Request: Drop the images; return everything else in the listing below exactly.

Task input:
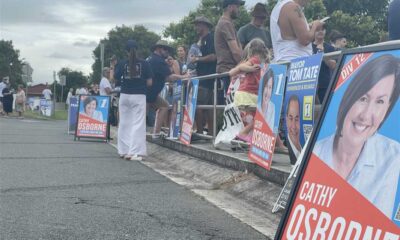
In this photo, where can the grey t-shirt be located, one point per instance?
(248, 32)
(224, 32)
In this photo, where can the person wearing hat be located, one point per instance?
(338, 40)
(291, 35)
(205, 65)
(256, 29)
(227, 45)
(162, 74)
(134, 76)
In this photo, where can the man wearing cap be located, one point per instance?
(162, 74)
(205, 65)
(227, 45)
(338, 40)
(255, 29)
(290, 33)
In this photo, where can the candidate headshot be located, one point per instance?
(267, 106)
(292, 119)
(368, 160)
(89, 107)
(189, 103)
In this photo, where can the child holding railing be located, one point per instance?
(255, 56)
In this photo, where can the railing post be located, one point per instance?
(215, 109)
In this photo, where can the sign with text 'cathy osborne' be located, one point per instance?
(93, 117)
(349, 182)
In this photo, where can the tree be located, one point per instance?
(10, 65)
(114, 44)
(183, 32)
(74, 79)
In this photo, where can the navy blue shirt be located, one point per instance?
(136, 84)
(206, 68)
(161, 71)
(394, 20)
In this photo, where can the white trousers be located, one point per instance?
(132, 125)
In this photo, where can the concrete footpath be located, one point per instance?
(54, 188)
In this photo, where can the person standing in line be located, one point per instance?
(162, 74)
(8, 99)
(105, 85)
(133, 76)
(227, 46)
(394, 20)
(256, 29)
(328, 65)
(47, 93)
(205, 65)
(290, 32)
(20, 100)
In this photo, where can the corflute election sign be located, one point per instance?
(266, 123)
(93, 116)
(349, 182)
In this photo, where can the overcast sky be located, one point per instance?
(52, 34)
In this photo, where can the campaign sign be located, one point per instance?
(176, 114)
(46, 107)
(72, 113)
(232, 122)
(299, 102)
(266, 123)
(189, 111)
(93, 116)
(349, 182)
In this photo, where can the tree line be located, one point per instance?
(363, 21)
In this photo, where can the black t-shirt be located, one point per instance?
(206, 68)
(161, 71)
(137, 84)
(325, 73)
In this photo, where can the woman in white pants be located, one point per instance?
(133, 76)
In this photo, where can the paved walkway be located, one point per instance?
(54, 188)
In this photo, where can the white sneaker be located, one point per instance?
(136, 158)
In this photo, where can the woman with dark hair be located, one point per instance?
(133, 76)
(368, 160)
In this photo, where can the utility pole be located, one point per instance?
(54, 95)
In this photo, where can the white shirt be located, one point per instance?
(376, 172)
(68, 97)
(2, 86)
(285, 50)
(104, 83)
(47, 93)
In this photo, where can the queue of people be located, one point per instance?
(219, 51)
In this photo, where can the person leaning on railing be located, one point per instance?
(162, 73)
(205, 65)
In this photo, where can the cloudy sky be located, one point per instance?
(52, 34)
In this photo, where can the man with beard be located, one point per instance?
(227, 45)
(290, 32)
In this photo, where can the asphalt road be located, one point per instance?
(54, 188)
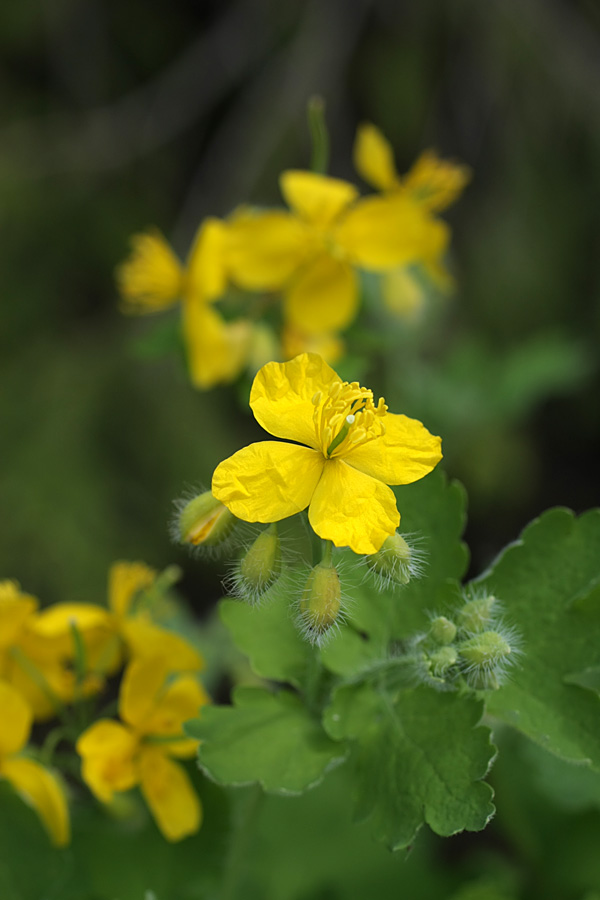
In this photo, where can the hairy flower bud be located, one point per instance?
(260, 567)
(396, 562)
(442, 630)
(204, 521)
(442, 661)
(476, 615)
(484, 657)
(320, 602)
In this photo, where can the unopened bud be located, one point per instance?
(442, 630)
(204, 521)
(321, 601)
(486, 649)
(392, 562)
(484, 657)
(476, 614)
(442, 661)
(260, 567)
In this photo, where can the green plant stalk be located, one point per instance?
(319, 135)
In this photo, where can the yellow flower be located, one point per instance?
(36, 784)
(37, 665)
(153, 279)
(328, 345)
(353, 450)
(313, 251)
(118, 756)
(432, 182)
(105, 632)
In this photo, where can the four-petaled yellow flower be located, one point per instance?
(312, 251)
(354, 450)
(118, 756)
(153, 279)
(37, 664)
(107, 633)
(36, 784)
(433, 182)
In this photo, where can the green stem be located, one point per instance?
(312, 683)
(38, 678)
(243, 829)
(319, 135)
(327, 554)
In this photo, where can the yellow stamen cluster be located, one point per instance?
(346, 417)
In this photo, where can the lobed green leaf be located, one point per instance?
(419, 757)
(267, 738)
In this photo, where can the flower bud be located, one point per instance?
(320, 601)
(442, 630)
(484, 657)
(394, 561)
(260, 567)
(476, 615)
(204, 521)
(442, 661)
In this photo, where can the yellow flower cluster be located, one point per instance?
(118, 756)
(52, 658)
(347, 450)
(311, 253)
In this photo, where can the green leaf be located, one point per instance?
(419, 757)
(538, 579)
(433, 510)
(267, 738)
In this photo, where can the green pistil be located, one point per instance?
(341, 434)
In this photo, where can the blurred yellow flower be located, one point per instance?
(152, 279)
(106, 633)
(36, 784)
(37, 665)
(433, 182)
(353, 450)
(328, 345)
(117, 756)
(313, 251)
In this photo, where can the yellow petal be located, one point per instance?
(374, 158)
(205, 273)
(145, 639)
(435, 182)
(125, 580)
(108, 750)
(42, 790)
(216, 350)
(318, 199)
(405, 453)
(402, 292)
(181, 700)
(151, 278)
(329, 346)
(15, 609)
(15, 720)
(385, 232)
(140, 687)
(282, 394)
(323, 296)
(169, 793)
(352, 509)
(264, 249)
(268, 481)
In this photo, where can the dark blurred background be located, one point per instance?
(120, 115)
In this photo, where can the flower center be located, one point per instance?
(346, 417)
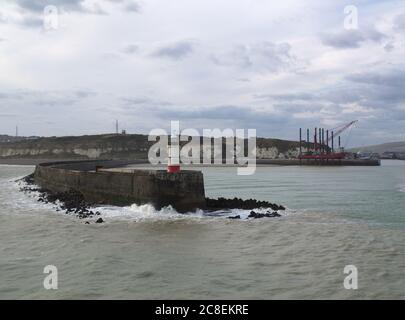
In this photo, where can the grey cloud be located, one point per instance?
(399, 22)
(259, 57)
(350, 39)
(39, 5)
(391, 78)
(175, 51)
(130, 49)
(287, 96)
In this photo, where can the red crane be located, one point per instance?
(323, 153)
(340, 129)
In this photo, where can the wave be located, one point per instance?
(145, 212)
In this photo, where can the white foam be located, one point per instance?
(148, 212)
(28, 202)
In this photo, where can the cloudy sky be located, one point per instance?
(269, 65)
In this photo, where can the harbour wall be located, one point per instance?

The output:
In this photo, where can the grey t-shirt be located, one point per instance?
(248, 32)
(224, 32)
In this photo, where can the person wearing hat be located, one point per instance?
(338, 40)
(291, 35)
(205, 65)
(256, 29)
(227, 45)
(162, 74)
(134, 76)
In this photo, where can the man wearing cap be located, one point per instance?
(162, 74)
(205, 65)
(227, 45)
(338, 40)
(255, 29)
(290, 33)
In this photo, where can the candidate headshot be located, one point per instance?
(267, 106)
(292, 119)
(368, 160)
(89, 107)
(189, 103)
In this photo, where can the child holding railing be located, one point per instance?
(255, 56)
In this photo, where can the railing post be located, one point per instance?
(215, 109)
In this photo, where can the sign with text 'cathy osborne' be located, one point per instance?
(93, 117)
(349, 182)
In this photo, where can the tree be located, one point per instance?
(10, 65)
(114, 44)
(183, 32)
(74, 79)
In this photo, where can the navy blue shirt be located, one point per instance?
(136, 84)
(206, 68)
(161, 71)
(394, 20)
In this photo, where can the white trousers be located, one point per instance?
(132, 125)
In this photo, where can the concrete footpath be located, one point per instance?
(54, 188)
In this photo, where can the person standing in line be located, one point per instance?
(162, 74)
(8, 99)
(105, 85)
(133, 76)
(227, 46)
(394, 20)
(256, 29)
(328, 65)
(47, 93)
(205, 65)
(290, 32)
(20, 100)
In this photo, where can the corflute election sign be located, one point per instance?
(266, 123)
(93, 116)
(349, 182)
In this photo, where can the overcast sky be located, one point per instance?
(52, 34)
In this photo, where can the campaign sign be located, one point per instance?
(176, 114)
(46, 107)
(72, 113)
(232, 122)
(299, 102)
(266, 123)
(189, 111)
(93, 116)
(349, 182)
In this photo, where can the tree line be located, one point per instance?
(363, 21)
In this photo, where can the black t-shirt be located, one point per instance?
(206, 68)
(161, 71)
(137, 84)
(325, 73)
In this photo, where can the woman in white pants be located, one point per instance?
(133, 76)
In this photo, where can the paved walkway be located, one point per instance?
(54, 188)
In this photo, where can the white sneaker be located, one point per instance?
(136, 158)
In this photo, where can the woman with dark hair be located, one point per instance?
(133, 76)
(368, 160)
In this photo, where can the utility pole be located, one point per instance?
(54, 95)
In this photo, where can the white shirt be located, one point per instance?
(376, 172)
(68, 97)
(2, 86)
(285, 50)
(104, 83)
(47, 93)
In this photo, where can the queue of people be located, one point per instance?
(219, 51)
In this photo, where can the person leaning on railing be located, one point per instance?
(162, 73)
(205, 65)
In this photo, where can the cloudy sky be located, one point per instance?
(52, 34)
In this photo, where can the man with beard be located, one point per instance?
(227, 45)
(290, 32)
In this photo, where can the asphalt road be located, one point per instance?
(54, 188)
In this photo, where can the hairy flower bud be located, one point per instance?
(260, 567)
(396, 562)
(442, 630)
(204, 521)
(442, 661)
(476, 615)
(484, 657)
(320, 602)
In this photo, where can the unopened bud be located, one point per instance?
(442, 630)
(204, 521)
(321, 601)
(486, 649)
(392, 562)
(484, 657)
(476, 614)
(442, 661)
(260, 567)
In this photo, where can the green plant stalk be located, one point per instance?
(319, 135)
In this photo, where can the yellow flower be located, one point per instance?
(36, 784)
(37, 665)
(153, 279)
(328, 345)
(353, 450)
(313, 251)
(118, 756)
(432, 182)
(105, 632)
In this photo, where can the four-petaled yellow flower be located, one point per instance?
(312, 251)
(354, 450)
(118, 756)
(153, 279)
(37, 664)
(107, 633)
(36, 784)
(433, 182)
In this photo, where can the green stem be located, one point per instance?
(312, 683)
(38, 678)
(243, 829)
(319, 135)
(327, 554)
In this photo, where can the yellow stamen cluster be located, one point per instance?
(346, 417)
In this photo, where can the lobed green leaf be located, one point per instance?
(419, 757)
(267, 738)
In this photo, where can the flower bud be located, one point per instance?
(320, 601)
(442, 630)
(484, 657)
(394, 561)
(260, 567)
(476, 615)
(204, 521)
(442, 661)
In this photo, where can the yellow flower cluster be located, one point per instance?
(118, 756)
(52, 658)
(347, 450)
(311, 253)
In this photo, where can the green leaf be located, one point per instance?
(419, 757)
(538, 579)
(433, 510)
(267, 738)
In this photo, where can the green pistil be located, one point per instance?
(341, 434)
In this photo, where can the blurred yellow flower be located, one point per instance?
(152, 279)
(106, 633)
(36, 784)
(37, 665)
(433, 182)
(353, 450)
(328, 345)
(117, 756)
(313, 251)
In this photo, where can the yellow petal be located, one point per instance?
(374, 158)
(205, 273)
(145, 639)
(435, 182)
(125, 580)
(108, 750)
(42, 790)
(216, 350)
(318, 199)
(405, 453)
(402, 292)
(181, 700)
(151, 278)
(329, 346)
(15, 609)
(15, 720)
(385, 232)
(140, 687)
(282, 394)
(323, 296)
(169, 793)
(352, 509)
(264, 249)
(268, 481)
In this photo, where can the dark blurred background be located, one point per instance?
(120, 115)
In this photo, where can the flower center be located, one point per instance?
(346, 417)
In this photo, where can the grey cloud be located, one point per instance?
(399, 22)
(259, 57)
(350, 39)
(39, 5)
(391, 78)
(175, 51)
(130, 49)
(287, 96)
In this photo, where can the red crane be located, one point per instance?
(323, 153)
(340, 129)
In this photo, where can the wave be located, one point per instance?
(145, 212)
In this photo, where can the white foam be located, one point per instance?
(148, 212)
(28, 202)
In this photo, where can the cloudy sky be located, one point per instance?
(269, 65)
In this photo, where can the harbour wall be located, one point per instance?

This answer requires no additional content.